Start of Block

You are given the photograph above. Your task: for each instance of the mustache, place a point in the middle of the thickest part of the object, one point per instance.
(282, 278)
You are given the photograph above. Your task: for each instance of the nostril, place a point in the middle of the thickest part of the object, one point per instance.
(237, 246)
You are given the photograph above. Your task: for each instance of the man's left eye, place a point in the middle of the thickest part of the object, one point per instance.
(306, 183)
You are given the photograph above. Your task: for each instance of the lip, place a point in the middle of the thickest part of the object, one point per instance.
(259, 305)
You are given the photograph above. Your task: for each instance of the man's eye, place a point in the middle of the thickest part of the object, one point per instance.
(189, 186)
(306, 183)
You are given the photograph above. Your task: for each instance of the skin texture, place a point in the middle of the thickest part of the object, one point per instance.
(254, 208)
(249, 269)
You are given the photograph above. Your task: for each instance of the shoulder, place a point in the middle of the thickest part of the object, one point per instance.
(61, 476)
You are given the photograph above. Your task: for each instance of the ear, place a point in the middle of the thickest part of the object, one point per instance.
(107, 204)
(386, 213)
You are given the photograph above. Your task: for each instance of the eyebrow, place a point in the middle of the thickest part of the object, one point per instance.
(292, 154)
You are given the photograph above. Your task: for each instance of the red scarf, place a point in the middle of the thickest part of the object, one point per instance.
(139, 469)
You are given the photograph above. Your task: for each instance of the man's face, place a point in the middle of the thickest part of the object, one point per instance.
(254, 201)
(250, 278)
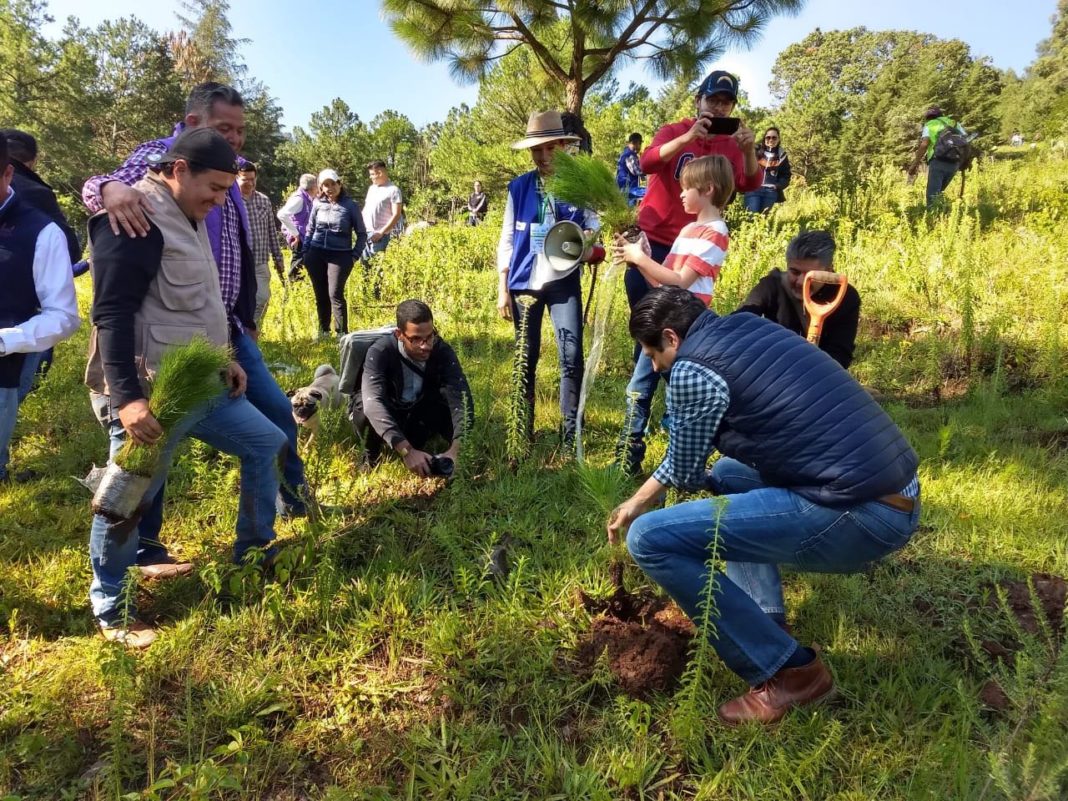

End of Block

** Required action **
Print each of the records above exactly as written, leaving no picture in the copy.

** Task output **
You are given the photograph above. Your task: for each instance of the mustache, place a point in the middle of the thickest part of the object, one point per instance.
(282, 278)
You are given the photograph above. Your task: for each instance of the nostril, place a point in the middle of the thickest part of the object, one point per instance.
(237, 246)
You are given the photograph above. Your task: for each instance of the man's left eye, place a point in the middle of the thickest part of the object, one point per instance.
(306, 183)
You are given the photograph above. Your task: for each instance of the lip, place a point in the middle of the thickest part of the object, one point per instance.
(259, 305)
You are given the photograph above. Your task: for each instance of the man's eye, place a point in the middle of the thickest part of the object, one point per instance.
(189, 186)
(306, 183)
You are given the photograph above. Your task: for each instance of the skin texture, place a point in the middle of the thickest part of the object, one point per instance.
(254, 208)
(249, 269)
You are given the photograph above. Your task: for each instance of the shoulder, place a point in the middle of the thickest part of the object, one point per instance.
(61, 476)
You are given the photograph above. Your task: for each instance of the ear, place a point in the middle of the thickest part of the object, one point per instance.
(107, 204)
(386, 213)
You are given the photograph above. Your task: for each instance of the eyebrow, place a point in the middle of the thickest part of the object, one point per instance.
(292, 154)
You are given the photograph above. Your task: for each instance of the red scarf, place a point in the middle of the thickest part of the object, one point per instance.
(139, 469)
You are given the photograph above. Your task: for each instance of the man's face, place a point in the middle of the thickest part of the object, one point per instance.
(254, 201)
(250, 278)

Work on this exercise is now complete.